### CONSIGNE 1
Résumez, s'il vous plaît, le texte sur l'industrie automobile allemande en deux phrases.

Lors de la crise des semi-conducteurs l'année dernière, elle a pu continuer de fabriquer et vendre ses modèles en augmentant ses prix plus facilement, tout en bénéficiant d'un large réseau et une image de marque encore très forte. Et le fait que les voitures allemandes sont des modèles plus haut de gamme que ceux produits en France est même un avantage, l'automobile étant un secteur où la compétition est plus faible en terme de prix, explique Roland Berger.
Effet saisonnalité
Enfin, les voitures premium sont également celles qui possèdent les marges constructeurs les plus élevées et il est plus facile de les réduire lors d'une baisse de la demande afin de continuer à produire le même volume de voitures. La baisse de ce mois-ci s'explique d'ailleurs par la saisonnalité de la production.
D'une part, l'été étant la période des congés, la main d'œuvre diminue et la cadence également. D'autre part, les constructeurs espèrent toute l'année le renouvellement des flottes automobiles, en particulier un changement vers les voitures électriques afin de remplir leurs quotas d'émissions imposés par l'Union européenne. Or, bien souvent, ils doivent produire davantage en fin d'année afin d'atteindre leurs objectifs de volume.
Autre effet possible qui peut être lié à ce recul : la diminution des ventes en Chine ou aux Etats-Unis des constructeurs allemands. Toutefois, cette baisse de la demande n'inquiète pas les analystes, estimant que les constructeurs allemands s'adapteront aux fluctuations du marché. La marque Volkswagen serait la plus touchée, car positionnée sur les segments des moyennes gammes, les plus concurrentiels sur les prix, mais aussi ceux qui ont le plus de parts de marché en Chine.
L'électrique ne changera pas la donne
Le virage vers l'électrique ne semble pas non plus inquiéter la production industrielle allemande. D'ailleurs, le milliardaire Elon Musk a choisi Berlin pour implanter sa gigafactory en 2019, après la bataille acharnée des pays européens pour accueillir le plus gros site de fabrication de Tesla en Europe. En juillet dernier, la marque californienne a annoncé déposer une demande d'autorisation afin de doubler sa capacité de production, passant ainsi de 500.000 véhicules par an à 1 million.
Sur 2022-2030, les prévisions des cabinets de conseil voient la production allemande croître de 5,2 %, un rythme nettement supérieur à la moyenne européenne prévue, de 1,6 %. Elle sera principalement dominée par le constructeur américain qui devrait représenter 65 % de la production allemande additionnelle en 2030 par rapport à 2022. L'Allemagne devrait même dépasser la part de la production européenne qu'elle avait en 2015 d'ici à 2030 pour atteindre 30 %, soit un gain de 7 points en 8 ans, selon le cabinet Roland Berger.
Preuve en est que l'industrie allemande ne faiblit pas, le géant taïwanais TSMC a annoncé cette semaine qu'il prévoit d'installer sa première usine européenne outre Rhin. Cette usine permettra d'approvisionner l'Europe en semi-conducteurs, principalement pour l'industrie automobile.

### DONNÉES BRUTES
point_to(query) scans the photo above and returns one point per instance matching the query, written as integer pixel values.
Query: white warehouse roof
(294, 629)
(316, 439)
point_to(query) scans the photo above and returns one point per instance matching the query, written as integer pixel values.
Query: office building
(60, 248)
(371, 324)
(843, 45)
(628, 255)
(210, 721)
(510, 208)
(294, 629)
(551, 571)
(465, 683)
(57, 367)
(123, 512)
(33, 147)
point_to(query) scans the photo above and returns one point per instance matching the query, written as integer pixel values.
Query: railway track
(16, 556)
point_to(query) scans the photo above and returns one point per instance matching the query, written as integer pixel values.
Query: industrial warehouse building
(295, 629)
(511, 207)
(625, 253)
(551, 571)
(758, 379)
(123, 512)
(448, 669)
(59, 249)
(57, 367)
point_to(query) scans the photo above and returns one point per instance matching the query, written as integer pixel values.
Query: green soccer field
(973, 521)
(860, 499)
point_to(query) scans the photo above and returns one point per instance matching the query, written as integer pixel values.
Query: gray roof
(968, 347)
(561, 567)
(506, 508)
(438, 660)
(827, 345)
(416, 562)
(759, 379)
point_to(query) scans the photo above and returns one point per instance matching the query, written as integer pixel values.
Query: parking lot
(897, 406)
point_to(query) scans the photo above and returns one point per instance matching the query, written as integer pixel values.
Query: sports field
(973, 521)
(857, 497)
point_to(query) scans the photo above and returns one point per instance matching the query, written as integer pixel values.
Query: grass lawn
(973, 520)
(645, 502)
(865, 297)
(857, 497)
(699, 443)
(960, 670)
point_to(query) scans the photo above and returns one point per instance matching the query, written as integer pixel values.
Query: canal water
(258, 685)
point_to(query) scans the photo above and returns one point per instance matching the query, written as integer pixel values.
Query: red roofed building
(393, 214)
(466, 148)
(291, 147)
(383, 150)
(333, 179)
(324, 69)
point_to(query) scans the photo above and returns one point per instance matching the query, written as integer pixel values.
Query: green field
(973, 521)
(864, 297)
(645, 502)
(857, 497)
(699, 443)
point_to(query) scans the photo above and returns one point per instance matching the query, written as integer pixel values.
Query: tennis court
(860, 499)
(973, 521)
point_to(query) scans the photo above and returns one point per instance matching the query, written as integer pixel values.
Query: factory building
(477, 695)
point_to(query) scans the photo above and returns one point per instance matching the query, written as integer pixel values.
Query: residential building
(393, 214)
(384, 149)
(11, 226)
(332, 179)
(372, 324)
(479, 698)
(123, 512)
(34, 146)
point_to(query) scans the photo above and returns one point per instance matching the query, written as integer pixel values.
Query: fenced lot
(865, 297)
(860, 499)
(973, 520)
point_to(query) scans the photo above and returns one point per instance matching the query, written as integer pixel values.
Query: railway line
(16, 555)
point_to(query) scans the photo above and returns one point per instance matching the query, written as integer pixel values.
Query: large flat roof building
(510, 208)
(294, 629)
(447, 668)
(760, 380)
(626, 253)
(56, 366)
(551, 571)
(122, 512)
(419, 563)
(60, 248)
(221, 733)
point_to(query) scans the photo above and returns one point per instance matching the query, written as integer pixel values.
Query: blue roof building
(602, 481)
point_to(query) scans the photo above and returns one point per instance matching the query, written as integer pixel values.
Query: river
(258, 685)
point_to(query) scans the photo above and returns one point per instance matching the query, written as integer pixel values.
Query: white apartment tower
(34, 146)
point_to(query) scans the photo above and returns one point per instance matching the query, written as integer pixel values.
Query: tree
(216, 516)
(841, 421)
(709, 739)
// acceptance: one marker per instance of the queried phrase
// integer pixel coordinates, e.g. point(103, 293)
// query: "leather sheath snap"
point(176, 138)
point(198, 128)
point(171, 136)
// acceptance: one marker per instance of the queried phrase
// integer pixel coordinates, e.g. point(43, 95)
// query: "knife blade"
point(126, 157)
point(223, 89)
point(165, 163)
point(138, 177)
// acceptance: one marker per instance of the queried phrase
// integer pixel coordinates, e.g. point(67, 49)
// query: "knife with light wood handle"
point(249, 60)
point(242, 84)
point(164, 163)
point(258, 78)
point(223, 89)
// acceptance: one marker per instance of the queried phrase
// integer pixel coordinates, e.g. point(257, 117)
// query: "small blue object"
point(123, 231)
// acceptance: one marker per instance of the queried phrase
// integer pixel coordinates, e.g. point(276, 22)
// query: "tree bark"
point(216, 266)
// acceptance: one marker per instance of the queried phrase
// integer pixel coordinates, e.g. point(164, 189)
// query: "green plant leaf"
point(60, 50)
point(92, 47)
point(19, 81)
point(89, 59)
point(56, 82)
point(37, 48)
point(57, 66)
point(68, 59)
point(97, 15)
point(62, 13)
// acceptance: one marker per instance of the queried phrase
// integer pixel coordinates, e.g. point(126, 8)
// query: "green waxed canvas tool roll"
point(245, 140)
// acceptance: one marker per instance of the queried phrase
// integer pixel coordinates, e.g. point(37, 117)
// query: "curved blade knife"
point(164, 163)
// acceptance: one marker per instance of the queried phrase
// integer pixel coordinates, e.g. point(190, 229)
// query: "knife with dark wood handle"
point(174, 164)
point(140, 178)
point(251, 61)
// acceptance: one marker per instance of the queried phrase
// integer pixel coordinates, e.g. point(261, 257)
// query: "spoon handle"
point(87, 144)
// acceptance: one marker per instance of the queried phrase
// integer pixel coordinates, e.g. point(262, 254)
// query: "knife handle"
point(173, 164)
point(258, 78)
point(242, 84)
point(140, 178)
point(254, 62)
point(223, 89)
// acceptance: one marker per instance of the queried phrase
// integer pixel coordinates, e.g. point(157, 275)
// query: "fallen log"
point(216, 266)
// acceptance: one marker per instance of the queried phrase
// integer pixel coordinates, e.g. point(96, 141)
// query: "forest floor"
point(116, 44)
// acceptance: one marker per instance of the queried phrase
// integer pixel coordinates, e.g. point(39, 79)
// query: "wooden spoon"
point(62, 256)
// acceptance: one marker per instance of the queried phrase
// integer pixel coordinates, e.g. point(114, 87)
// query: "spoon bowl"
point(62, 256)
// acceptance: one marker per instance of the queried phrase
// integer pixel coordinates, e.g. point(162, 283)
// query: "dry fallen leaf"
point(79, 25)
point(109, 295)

### CONSIGNE 2
Sélectionnez chaque ligne des enregistrements où figure la chaîne "leaf".

### CORRIGÉ 1
La baisse de ce mois-ci s'explique par la saisonnalité de la production, entre les congés d'été qui réduisent la main-d'œuvre et la cadence et des constructeurs qui produisent davantage en fin d'année, ainsi que peut-être par la diminution des ventes en Chine ou aux États-Unis, sans que les analystes s'en inquiètent. Le virage vers l'électrique ne semble pas non plus inquiéter l'industrie allemande : Tesla a demandé à doubler la capacité de sa gigafactory implantée à Berlin, les cabinets de conseil prévoient une croissance de la production allemande de 5,2 % sur 2022-2030, et TSMC prévoit d'installer sa première usine européenne en Allemagne.

### CORRIGÉ 2
// query: "green plant leaf"
// query: "dry fallen leaf"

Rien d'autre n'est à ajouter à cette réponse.